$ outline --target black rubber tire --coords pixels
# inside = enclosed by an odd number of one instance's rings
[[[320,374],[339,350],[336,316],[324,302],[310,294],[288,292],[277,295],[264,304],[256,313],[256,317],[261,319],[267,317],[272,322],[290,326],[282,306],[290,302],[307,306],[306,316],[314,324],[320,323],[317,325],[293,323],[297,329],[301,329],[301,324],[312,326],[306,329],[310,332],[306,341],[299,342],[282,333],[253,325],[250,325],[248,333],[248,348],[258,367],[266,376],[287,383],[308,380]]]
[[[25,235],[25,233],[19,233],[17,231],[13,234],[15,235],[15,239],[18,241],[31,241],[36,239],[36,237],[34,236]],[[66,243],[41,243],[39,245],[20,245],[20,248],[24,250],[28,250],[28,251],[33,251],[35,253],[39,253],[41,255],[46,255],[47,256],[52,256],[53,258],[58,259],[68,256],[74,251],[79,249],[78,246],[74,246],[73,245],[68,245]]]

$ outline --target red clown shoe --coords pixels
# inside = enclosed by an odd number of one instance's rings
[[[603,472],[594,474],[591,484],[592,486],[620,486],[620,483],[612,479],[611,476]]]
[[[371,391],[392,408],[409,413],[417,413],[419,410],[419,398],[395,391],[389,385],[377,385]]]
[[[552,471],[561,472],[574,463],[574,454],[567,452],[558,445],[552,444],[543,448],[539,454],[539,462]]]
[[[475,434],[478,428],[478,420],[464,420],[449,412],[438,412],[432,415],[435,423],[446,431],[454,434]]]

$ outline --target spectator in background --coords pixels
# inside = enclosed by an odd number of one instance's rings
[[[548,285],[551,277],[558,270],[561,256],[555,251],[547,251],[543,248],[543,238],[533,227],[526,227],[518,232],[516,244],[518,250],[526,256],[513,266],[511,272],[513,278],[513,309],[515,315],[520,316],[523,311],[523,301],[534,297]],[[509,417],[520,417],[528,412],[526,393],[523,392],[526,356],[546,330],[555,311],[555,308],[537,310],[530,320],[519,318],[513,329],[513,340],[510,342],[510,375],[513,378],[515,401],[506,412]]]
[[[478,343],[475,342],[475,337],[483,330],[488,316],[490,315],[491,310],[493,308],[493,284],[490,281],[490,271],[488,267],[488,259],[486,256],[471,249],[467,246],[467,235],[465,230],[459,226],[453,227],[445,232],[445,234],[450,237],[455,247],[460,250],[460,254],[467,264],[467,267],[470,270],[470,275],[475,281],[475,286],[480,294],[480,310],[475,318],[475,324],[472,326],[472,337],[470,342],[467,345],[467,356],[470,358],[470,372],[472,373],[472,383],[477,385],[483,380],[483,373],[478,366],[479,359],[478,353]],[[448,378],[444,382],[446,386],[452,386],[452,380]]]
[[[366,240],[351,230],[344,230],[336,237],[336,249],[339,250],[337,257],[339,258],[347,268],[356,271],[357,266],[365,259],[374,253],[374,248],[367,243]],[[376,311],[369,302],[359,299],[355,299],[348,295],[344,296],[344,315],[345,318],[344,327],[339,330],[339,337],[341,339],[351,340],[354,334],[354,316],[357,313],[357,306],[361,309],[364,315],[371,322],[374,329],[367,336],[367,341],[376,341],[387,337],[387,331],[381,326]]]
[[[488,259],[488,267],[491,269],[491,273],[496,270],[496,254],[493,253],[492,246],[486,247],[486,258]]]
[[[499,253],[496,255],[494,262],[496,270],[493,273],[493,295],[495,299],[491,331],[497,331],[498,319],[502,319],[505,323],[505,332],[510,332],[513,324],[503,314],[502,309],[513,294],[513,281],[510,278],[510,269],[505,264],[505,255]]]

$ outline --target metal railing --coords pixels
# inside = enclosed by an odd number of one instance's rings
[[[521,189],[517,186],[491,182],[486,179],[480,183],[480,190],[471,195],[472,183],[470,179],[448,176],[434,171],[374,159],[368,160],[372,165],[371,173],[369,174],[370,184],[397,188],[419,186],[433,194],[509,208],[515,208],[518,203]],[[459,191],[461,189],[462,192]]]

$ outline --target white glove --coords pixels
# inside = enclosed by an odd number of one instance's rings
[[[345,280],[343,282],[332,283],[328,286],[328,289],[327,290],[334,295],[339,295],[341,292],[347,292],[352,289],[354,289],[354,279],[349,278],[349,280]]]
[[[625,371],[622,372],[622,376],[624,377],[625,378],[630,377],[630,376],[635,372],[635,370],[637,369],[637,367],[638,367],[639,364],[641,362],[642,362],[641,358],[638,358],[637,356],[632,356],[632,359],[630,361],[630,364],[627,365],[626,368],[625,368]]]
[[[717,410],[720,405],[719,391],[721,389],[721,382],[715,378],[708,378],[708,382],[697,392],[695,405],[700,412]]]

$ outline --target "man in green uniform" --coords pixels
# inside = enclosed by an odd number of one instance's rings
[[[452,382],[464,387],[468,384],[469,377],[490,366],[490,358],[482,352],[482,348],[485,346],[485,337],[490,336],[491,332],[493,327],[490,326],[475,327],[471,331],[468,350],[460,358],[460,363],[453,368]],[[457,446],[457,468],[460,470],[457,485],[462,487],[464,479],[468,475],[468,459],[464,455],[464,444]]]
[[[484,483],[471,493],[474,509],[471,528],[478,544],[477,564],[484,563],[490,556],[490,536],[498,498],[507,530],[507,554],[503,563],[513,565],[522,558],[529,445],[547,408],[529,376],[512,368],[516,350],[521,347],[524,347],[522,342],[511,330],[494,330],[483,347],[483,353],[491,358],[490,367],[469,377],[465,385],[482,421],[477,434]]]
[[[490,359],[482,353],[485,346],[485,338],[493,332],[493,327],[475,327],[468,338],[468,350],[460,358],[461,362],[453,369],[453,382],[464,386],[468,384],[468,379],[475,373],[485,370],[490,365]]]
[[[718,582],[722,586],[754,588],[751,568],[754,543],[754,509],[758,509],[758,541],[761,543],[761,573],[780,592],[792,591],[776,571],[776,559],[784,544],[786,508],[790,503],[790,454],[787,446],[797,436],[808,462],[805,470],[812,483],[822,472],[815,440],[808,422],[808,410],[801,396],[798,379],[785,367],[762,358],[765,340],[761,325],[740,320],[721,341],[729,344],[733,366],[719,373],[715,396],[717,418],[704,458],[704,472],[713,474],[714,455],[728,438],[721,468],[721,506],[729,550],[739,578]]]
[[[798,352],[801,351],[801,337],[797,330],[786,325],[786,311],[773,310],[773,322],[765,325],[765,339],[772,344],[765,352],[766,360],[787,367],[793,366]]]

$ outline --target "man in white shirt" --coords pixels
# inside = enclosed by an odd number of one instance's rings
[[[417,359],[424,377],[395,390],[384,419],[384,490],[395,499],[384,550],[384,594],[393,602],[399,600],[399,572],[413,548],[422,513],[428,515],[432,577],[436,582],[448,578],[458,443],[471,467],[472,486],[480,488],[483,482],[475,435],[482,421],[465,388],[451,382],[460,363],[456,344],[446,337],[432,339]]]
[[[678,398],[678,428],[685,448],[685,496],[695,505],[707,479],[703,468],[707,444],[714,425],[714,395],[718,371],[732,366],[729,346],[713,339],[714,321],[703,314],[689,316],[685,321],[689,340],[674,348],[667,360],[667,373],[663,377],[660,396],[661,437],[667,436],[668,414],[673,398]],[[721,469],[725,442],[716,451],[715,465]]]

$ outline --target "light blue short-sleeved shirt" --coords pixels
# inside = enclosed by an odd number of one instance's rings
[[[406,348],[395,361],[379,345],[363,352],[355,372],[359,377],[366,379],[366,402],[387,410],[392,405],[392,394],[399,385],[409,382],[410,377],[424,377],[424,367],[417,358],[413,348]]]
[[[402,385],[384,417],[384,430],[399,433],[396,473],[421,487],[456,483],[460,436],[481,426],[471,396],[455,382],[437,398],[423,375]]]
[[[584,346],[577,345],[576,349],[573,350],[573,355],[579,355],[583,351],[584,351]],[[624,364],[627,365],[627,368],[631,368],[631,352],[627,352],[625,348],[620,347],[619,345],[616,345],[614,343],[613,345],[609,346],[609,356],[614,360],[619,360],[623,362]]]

- [Directive]:
Identify every line in the entries above that contains the string "shirt", matching case exactly, and copy each of those lines.

- [Task result]:
$ outline --target "man in white shirt" --coords pixels
$ outline --target "light blue short-sleeved shirt" --coords pixels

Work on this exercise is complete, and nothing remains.